__Records for this exercise__.

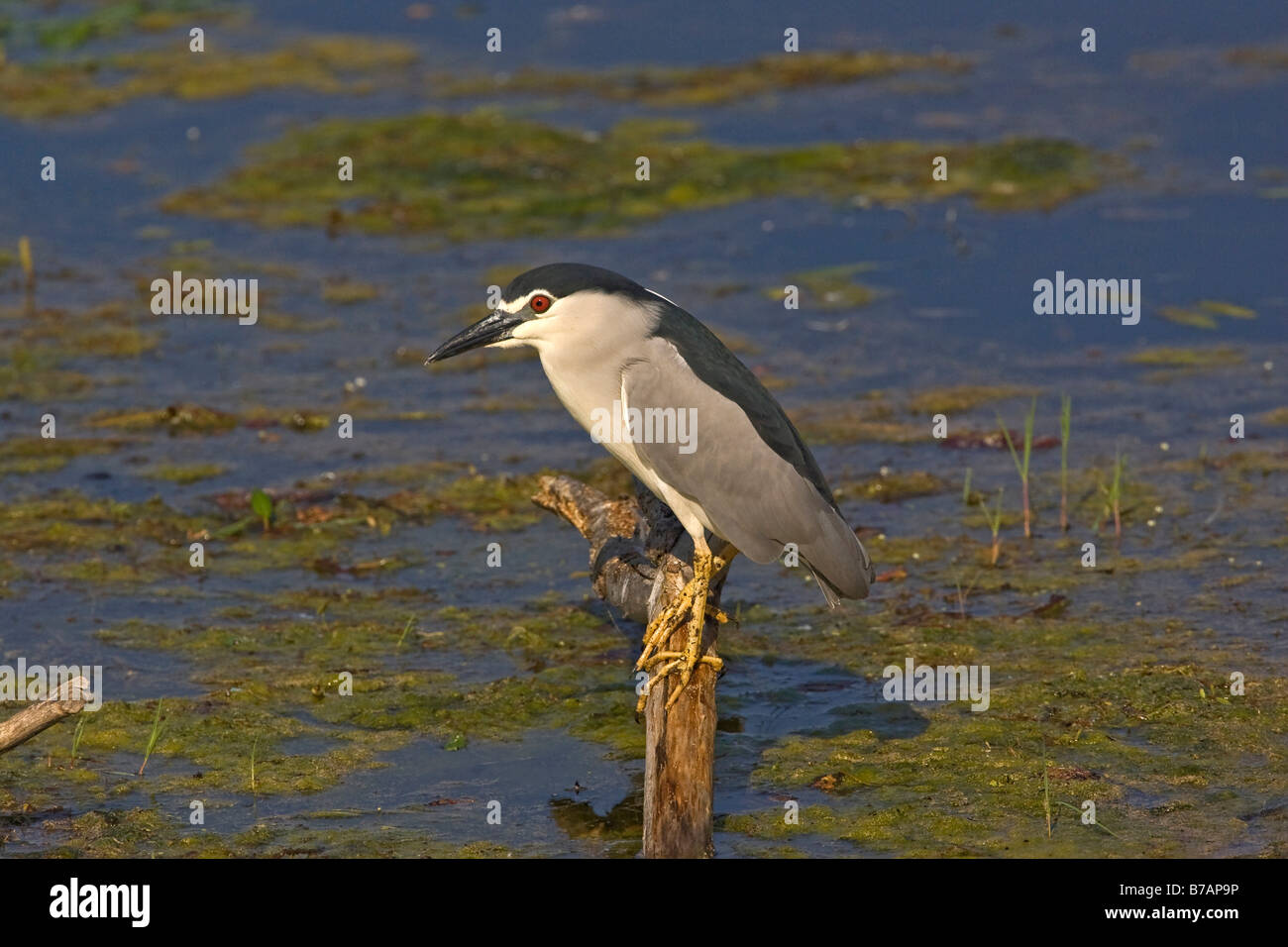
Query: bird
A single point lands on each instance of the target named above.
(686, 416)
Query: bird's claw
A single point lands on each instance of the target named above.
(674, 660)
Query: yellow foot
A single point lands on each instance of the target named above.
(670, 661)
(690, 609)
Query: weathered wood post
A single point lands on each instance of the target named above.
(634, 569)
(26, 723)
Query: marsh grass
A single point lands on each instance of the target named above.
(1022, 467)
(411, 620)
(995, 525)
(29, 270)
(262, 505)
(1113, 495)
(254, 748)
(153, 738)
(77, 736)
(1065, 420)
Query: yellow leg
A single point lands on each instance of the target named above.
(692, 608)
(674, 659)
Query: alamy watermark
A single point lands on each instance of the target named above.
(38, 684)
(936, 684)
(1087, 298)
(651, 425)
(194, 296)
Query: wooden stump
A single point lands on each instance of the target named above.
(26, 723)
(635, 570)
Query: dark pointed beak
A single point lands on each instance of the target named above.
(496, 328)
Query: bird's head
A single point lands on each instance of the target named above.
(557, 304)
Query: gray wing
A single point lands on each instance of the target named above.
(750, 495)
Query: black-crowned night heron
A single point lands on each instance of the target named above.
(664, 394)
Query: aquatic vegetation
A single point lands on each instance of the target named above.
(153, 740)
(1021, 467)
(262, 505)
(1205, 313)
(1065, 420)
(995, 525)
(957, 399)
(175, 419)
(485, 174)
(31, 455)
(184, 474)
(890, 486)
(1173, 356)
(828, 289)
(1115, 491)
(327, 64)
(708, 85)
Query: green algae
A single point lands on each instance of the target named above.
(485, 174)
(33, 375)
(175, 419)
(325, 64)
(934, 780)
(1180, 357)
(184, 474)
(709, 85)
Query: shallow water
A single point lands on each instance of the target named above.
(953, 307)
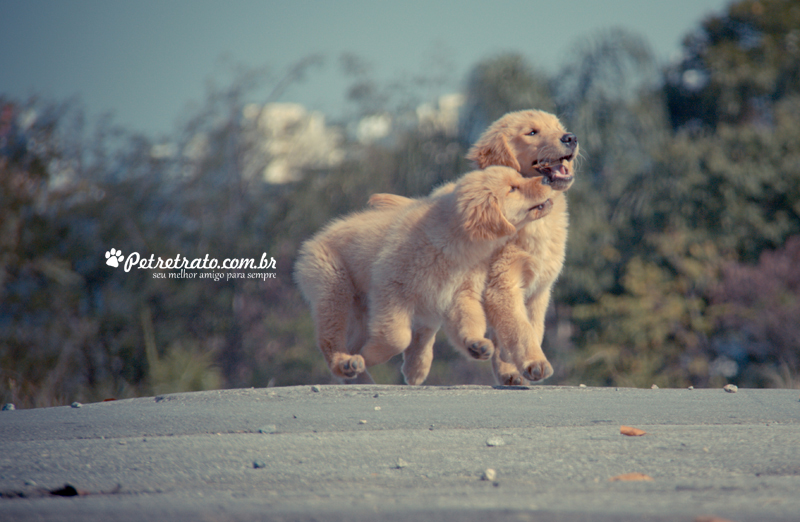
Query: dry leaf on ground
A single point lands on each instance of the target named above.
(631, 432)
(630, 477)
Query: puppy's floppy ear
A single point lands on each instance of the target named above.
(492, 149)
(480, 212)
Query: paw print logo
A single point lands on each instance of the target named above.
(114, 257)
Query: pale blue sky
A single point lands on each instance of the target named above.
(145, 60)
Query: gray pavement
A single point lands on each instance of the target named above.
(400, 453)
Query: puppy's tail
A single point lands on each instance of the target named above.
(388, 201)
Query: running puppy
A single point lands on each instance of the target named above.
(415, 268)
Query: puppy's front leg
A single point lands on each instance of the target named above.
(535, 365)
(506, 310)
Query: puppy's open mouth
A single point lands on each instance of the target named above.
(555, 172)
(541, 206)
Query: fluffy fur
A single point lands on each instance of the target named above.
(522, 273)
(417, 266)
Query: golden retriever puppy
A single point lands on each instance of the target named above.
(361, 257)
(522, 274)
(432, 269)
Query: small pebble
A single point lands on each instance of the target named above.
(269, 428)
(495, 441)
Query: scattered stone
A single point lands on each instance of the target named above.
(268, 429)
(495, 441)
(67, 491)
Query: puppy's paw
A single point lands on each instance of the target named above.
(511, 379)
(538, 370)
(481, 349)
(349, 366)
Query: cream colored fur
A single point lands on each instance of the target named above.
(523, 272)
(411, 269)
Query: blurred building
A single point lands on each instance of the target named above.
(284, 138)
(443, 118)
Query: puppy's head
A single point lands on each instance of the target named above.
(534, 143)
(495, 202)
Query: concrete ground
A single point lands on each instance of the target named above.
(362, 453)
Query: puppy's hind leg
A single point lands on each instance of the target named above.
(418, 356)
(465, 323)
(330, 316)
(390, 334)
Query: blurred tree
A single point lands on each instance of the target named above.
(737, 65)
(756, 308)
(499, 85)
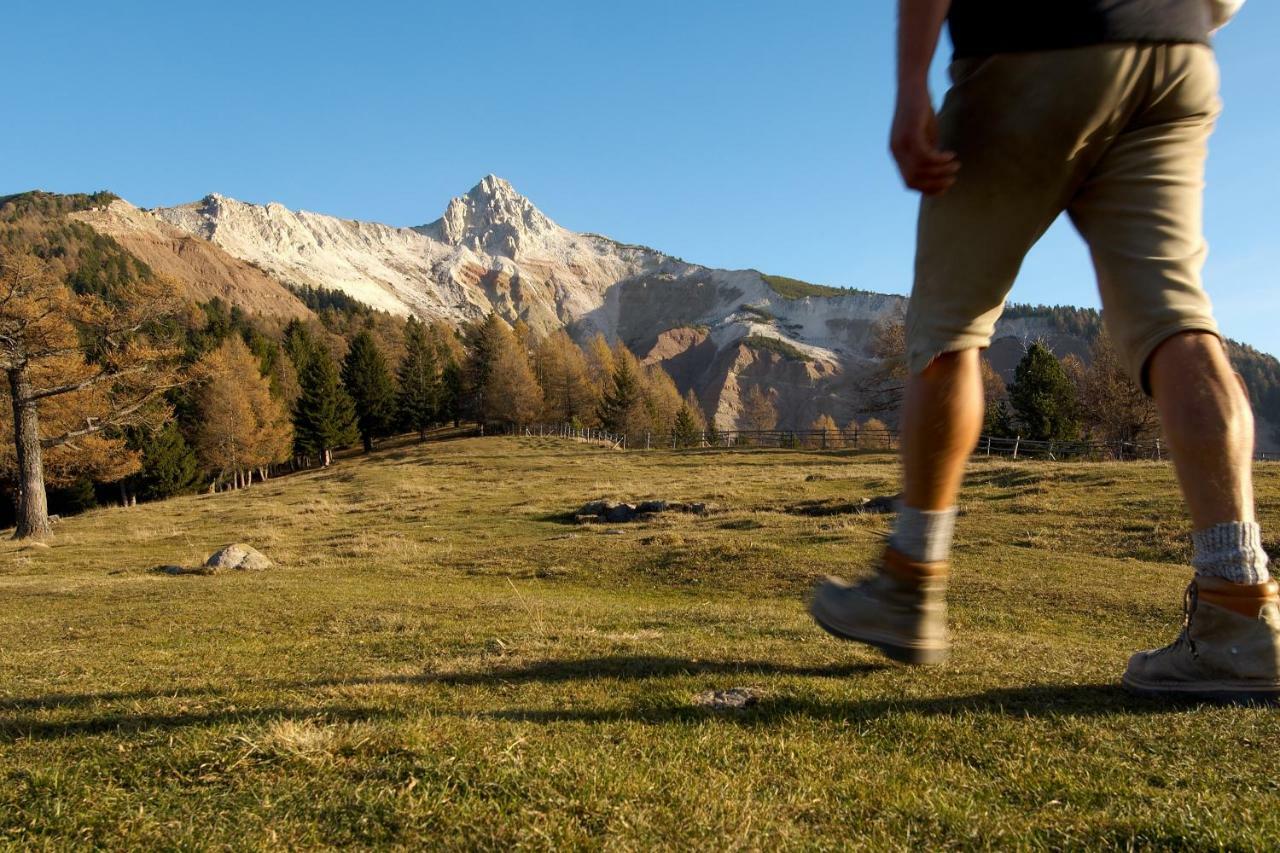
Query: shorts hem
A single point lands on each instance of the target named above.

__Task directions__.
Look through the material above and print exactly the lines from the one containing "Query: cream colored fur" to the one containing "Query: blurred tree", both included, and nothing more.

__Completed task__.
Query: cream colored fur
A single point lands on each instance of the target named above.
(523, 272)
(411, 269)
Query: blurred building
A single point lands on each instance of the target named above.
(284, 138)
(443, 118)
Query: puppy's head
A single point lands on each instance of the target named above.
(534, 143)
(495, 202)
Query: concrete ground
A single point lands on each instance of the target named above.
(362, 453)
Query: puppy's hind leg
A single point lands on each instance of the target named above.
(418, 356)
(465, 323)
(330, 316)
(390, 334)
Query: blurred tree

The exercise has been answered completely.